Exercise requirements:
Summarize the personal account of addiction and journaling below in two sentences.

Excerpted text:
========================================================================
I journal avidly, something bothers me and down it goes on paper. I have been in psychotherapy for decades and learned early on that writing helped me get a solid grasp on what was bothering me. This way, I can get a good look at what my issue is and how I want to modify my viewpoint on it or how to improve my behaviour to get that issues behind me. I have done a lot of work on my issues and I have come a very LONG way!! I believe that I have gotten the issues of my childhood behind me and in doing that a lot of the overeating I was doing that was tied to those issues has subsided.
Now, I find myself turning to food because of issues in my daily life are stressing me out. I am an addict, I have an addictive personality. I did pot, speed, coke and drank to subdue my demons. Alcohol was easier to get my hands on and not as expensive so that became my drug of choice. I drank heavily for over 30 years. It is a flat out miracle that I was never in trouble with the law, I drank and drove frequently. I also used food as a mask to not address the issues that troubled me for so many years.
I have been sober and clean for almost 6 years now. My dry date is 11-16-2007. I stopped the illegal drugs and the alcohol but I continued to overeat trying to squash the emotions I was running from desperately. I had no idea I was doing this. I had no idea how destructive I was being to myself. Everything was a struggle, I had lost control of my life.
I could not figure out how I had gotten myself there. I looked for a therapist and found the psychotherapist I still go to today. After more years of sabotaging myself, I finally understood how I had gotten to be that way. I still struggle with sabotaging myself but I am much better than I was.
========================================================================
Supplied information:
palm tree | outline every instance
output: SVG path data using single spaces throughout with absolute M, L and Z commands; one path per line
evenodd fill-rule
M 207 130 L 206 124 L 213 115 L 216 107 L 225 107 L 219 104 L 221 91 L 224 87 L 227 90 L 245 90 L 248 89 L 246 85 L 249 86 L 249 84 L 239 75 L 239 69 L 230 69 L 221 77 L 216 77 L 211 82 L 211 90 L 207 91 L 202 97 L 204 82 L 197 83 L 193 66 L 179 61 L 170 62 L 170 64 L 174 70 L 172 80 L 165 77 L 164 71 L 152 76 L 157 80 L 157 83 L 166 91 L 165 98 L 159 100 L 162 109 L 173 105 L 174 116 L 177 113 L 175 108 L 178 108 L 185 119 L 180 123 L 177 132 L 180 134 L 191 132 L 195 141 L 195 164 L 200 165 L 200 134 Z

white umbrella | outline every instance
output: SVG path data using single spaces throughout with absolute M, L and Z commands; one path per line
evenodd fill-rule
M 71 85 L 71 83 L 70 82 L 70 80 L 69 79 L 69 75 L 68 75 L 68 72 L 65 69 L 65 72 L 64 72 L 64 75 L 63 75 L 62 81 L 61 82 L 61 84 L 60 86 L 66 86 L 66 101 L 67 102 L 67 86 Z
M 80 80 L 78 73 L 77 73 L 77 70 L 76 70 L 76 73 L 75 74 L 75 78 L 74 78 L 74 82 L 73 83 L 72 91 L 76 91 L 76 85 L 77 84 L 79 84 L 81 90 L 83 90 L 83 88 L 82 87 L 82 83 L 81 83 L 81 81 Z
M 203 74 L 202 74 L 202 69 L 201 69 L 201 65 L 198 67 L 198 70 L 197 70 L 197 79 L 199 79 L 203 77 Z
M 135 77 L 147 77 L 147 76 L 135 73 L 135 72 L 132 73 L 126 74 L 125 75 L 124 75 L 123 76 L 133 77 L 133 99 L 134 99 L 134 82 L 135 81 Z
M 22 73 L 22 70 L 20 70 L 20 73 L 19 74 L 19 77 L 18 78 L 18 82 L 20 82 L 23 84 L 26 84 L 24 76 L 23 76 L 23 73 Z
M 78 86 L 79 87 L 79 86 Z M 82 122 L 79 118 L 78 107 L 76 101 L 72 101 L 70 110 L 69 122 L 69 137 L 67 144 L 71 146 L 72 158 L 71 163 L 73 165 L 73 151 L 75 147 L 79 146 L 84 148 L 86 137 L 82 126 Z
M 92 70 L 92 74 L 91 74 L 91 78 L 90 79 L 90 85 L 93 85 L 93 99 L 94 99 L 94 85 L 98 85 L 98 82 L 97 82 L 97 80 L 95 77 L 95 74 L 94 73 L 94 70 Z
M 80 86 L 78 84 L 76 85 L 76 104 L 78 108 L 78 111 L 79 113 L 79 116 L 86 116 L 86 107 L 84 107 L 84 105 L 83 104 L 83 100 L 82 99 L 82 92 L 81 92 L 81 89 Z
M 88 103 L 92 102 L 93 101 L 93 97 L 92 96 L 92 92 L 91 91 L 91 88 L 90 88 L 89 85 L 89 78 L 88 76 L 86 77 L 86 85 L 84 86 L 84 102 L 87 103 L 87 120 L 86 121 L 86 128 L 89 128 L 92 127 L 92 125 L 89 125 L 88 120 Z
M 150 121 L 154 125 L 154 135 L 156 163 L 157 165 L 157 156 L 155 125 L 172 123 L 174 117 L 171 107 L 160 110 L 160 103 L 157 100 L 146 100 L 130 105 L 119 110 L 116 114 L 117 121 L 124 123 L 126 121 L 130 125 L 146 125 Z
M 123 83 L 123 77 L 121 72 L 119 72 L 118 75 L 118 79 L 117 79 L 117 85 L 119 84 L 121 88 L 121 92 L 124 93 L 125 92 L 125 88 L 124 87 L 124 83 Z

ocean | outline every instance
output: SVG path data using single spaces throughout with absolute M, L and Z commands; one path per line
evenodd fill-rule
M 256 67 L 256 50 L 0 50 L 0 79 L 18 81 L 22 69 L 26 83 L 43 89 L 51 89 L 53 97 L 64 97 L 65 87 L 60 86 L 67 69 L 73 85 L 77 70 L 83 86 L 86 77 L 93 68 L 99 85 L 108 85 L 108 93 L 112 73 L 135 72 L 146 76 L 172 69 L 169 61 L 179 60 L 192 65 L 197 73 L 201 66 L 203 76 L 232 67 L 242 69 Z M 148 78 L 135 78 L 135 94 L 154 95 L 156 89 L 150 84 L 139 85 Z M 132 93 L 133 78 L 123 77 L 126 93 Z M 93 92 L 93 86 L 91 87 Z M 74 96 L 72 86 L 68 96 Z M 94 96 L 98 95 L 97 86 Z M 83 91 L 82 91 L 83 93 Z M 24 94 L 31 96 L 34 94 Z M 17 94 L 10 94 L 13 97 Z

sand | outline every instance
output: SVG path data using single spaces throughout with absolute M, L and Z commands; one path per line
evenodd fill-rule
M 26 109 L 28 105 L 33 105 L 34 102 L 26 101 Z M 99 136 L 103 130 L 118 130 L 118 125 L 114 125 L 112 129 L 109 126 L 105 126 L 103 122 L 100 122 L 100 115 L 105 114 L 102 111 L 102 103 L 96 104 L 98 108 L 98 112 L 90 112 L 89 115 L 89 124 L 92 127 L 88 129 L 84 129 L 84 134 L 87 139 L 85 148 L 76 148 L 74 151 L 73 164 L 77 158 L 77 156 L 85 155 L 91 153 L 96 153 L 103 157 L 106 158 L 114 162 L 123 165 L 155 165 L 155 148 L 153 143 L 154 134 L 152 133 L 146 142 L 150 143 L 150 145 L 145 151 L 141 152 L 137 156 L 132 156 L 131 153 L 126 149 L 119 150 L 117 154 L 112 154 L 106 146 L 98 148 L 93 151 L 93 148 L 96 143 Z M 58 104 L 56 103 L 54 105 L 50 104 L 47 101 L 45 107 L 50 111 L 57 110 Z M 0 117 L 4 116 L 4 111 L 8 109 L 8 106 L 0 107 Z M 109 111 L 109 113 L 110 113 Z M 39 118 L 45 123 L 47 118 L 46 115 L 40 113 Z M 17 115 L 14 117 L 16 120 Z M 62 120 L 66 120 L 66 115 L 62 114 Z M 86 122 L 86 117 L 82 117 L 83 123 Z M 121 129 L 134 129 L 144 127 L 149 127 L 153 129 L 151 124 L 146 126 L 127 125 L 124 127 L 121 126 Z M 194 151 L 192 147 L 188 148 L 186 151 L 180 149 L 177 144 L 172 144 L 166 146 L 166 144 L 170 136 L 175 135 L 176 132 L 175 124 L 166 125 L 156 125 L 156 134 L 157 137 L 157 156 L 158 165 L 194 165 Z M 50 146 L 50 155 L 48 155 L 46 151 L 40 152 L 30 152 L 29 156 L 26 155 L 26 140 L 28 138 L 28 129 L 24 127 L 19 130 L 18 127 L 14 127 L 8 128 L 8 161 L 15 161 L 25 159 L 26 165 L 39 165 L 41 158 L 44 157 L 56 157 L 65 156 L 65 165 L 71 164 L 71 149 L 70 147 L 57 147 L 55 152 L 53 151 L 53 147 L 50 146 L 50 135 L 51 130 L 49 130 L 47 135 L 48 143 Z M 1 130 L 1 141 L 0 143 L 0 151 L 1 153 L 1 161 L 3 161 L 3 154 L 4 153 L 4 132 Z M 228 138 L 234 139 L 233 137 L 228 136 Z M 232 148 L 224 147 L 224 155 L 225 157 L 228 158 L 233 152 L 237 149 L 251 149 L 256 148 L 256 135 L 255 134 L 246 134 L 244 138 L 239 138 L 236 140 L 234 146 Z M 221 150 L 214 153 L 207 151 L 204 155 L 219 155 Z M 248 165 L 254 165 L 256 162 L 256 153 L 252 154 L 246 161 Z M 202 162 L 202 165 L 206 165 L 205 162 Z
========================================================================
Answer area:
The writer, who has an addictive personality, used drugs, heavy drinking for over 30 years, and food to avoid troubling issues, and has been sober and clean since 11-16-2007 while continuing to overeat to suppress emotions. Through decades of psychotherapy and journaling, the writer has put childhood issues behind them and come a long way, though daily stress still leads to turning to food, and self-sabotage remains a struggle.